CHARLESTON, S.C. — Former College of Charleston baseball coach Matt Heath has sued the school, its president Glenn McConnell and athletic director Matt Roberts over his firing last month after two seasons.

The lawsuit was filed Friday in the United States’ District Court. It asks for unspecified damages and a judgment that the college and its leaders violated Heath’s rights of due process by not giving him a hearing before he was let go.

Heath was let go after an investigation, according to the lawsuit, into potential misconduct that included physical and verbal abuse of players — something Heath denied.

Heath served two years on a five-year contract that pays him $150,000 a year.

College spokesman Mike Robertson said the school would not have any comments due to pending litigation.

It’s the second time in three seasons the College of Charleston has dismissed a coach for his conduct. The school let go of former men’s basketball coach Doug Wojcik in 2014 after a 50-page report found he verbally abused players and staffers. Wojcik sued the school and the case was later settled.

**Exercise requirements:**
A – Answer these questions using the article about the baseball coach's lawsuit:
(i) In which court was the lawsuit filed?
(ii) How much does Heath's contract pay him each year?
(iii) In what year did the school let go of Doug Wojcik?
B – Reproduce, word for word, the part of the article about the baseball coach's lawsuit that opens with the words containing "The lawsuit was" and closes with "something Heath denied.".
C – Carry on writing the article about the baseball coach's lawsuit after its last sentence.

**Given information:**
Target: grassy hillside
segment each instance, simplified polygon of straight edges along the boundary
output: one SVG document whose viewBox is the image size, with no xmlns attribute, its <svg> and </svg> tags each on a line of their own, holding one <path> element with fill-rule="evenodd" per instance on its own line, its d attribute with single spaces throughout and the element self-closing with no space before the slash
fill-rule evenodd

**Your responses:**
A –
(i) The United States' District Court.
(ii) $150,000 a year.
(iii) 2014.

B –
The lawsuit was filed Friday in the United States’ District Court. It asks for unspecified damages and a judgment that the college and its leaders violated Heath’s rights of due process by not giving him a hearing before he was let go.

Heath was let go after an investigation, according to the lawsuit, into potential misconduct that included physical and verbal abuse of players — something Heath denied.

C –
Heath was the Cougars pitching coach who took over the program after head coach Monte Lee moved on to Clemson. The lawsuit said the school’s investigation cited several instances of misconduct, including that he grabbed a struggling pitcher up by the neck and yelled at him. The college also said, according to the suit, that Heath used abusive and profane language and had created “a toxic program that players did not want to be a part of.”

Heath’s suit said the witnesses in the school’s report were not identified and their statements were not taken under oath. Furthermore, Heath said he continues to receive statements and messages of support telling him that the allegations against him are not true.

The lawsuit said the school’s investigation had just one purpose — to end Heath’s tenure in “bad faith” and not determine if the allegations were true.

Heath’s suit said that because of the college’s actions, there’s a stigma on him as coach and as a person that will make it difficult to find work as a coach going forward.